● Exercise task:
Report every line of the items below that contains the string "player", matching case exactly.

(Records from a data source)
**********

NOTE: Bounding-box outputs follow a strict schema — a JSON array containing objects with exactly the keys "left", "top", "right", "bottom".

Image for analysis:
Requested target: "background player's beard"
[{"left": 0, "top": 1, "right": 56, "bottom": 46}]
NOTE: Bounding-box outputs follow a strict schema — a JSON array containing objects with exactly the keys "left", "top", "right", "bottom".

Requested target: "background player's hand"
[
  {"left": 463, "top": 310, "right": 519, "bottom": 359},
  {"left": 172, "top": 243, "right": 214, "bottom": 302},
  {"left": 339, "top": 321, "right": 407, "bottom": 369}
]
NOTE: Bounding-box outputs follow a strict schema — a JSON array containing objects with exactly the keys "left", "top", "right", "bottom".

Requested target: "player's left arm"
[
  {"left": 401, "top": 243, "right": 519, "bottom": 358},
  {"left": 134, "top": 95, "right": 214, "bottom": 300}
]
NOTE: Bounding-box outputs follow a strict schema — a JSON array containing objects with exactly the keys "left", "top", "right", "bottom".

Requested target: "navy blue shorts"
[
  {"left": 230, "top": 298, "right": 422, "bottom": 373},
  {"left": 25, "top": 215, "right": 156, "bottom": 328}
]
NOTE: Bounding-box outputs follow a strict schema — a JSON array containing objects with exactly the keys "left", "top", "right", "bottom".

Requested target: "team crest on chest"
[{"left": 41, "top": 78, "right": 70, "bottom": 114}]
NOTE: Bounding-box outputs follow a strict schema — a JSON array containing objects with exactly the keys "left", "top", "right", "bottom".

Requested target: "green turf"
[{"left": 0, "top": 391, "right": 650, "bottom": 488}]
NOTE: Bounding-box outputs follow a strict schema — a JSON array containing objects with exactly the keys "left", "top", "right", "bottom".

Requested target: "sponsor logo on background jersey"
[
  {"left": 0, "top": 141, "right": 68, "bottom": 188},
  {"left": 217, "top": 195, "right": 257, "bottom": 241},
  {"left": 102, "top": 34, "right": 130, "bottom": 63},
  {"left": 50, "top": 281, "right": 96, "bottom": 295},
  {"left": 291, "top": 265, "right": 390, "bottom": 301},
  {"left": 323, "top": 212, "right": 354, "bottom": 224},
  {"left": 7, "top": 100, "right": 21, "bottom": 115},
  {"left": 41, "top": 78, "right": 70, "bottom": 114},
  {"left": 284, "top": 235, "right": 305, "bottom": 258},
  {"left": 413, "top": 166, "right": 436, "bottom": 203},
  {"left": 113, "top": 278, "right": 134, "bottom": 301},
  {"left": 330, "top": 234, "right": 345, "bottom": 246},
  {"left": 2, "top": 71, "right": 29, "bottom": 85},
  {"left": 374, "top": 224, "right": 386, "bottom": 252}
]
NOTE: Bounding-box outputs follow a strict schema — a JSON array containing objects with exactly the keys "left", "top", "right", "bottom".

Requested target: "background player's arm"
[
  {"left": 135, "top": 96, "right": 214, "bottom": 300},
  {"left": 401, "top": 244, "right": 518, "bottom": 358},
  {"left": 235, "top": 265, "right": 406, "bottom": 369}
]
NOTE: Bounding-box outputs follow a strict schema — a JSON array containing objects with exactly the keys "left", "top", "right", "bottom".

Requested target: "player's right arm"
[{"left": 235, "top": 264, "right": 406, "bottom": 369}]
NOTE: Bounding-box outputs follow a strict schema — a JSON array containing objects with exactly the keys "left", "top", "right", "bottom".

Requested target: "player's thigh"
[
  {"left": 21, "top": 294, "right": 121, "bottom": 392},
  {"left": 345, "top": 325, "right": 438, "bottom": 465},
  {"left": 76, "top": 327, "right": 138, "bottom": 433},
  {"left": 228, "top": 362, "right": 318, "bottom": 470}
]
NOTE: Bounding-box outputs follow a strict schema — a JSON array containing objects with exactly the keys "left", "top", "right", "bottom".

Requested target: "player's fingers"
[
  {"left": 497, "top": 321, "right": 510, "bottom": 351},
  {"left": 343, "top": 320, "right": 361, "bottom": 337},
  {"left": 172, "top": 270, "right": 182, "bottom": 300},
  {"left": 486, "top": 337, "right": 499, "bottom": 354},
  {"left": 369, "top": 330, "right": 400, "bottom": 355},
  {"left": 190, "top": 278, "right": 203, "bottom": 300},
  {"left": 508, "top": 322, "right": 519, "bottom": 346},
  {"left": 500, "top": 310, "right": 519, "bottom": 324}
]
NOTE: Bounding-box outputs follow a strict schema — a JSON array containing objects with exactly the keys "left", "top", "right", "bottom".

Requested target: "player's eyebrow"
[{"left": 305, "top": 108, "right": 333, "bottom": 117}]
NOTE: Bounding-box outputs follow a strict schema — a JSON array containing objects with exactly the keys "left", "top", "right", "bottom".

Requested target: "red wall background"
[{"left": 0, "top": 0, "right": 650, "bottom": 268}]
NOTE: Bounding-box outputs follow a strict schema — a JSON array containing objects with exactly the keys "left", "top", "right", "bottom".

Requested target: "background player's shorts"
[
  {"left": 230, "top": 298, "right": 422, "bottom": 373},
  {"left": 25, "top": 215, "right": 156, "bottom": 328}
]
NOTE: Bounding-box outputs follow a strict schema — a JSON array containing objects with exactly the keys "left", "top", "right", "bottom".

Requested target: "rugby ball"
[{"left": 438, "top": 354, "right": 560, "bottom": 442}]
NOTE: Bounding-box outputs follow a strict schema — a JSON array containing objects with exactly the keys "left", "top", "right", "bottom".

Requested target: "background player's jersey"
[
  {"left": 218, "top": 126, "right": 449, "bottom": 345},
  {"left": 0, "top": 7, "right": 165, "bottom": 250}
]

**********

● Full response:
Requested target: "background player's beard"
Requested target: "background player's hand"
Requested target: "player's left arm"
Requested target: "background player's arm"
Requested target: "player's right arm"
Requested target: "player's thigh"
Requested target: "player's fingers"
Requested target: "player's eyebrow"
Requested target: "background player's shorts"
Requested target: "background player's jersey"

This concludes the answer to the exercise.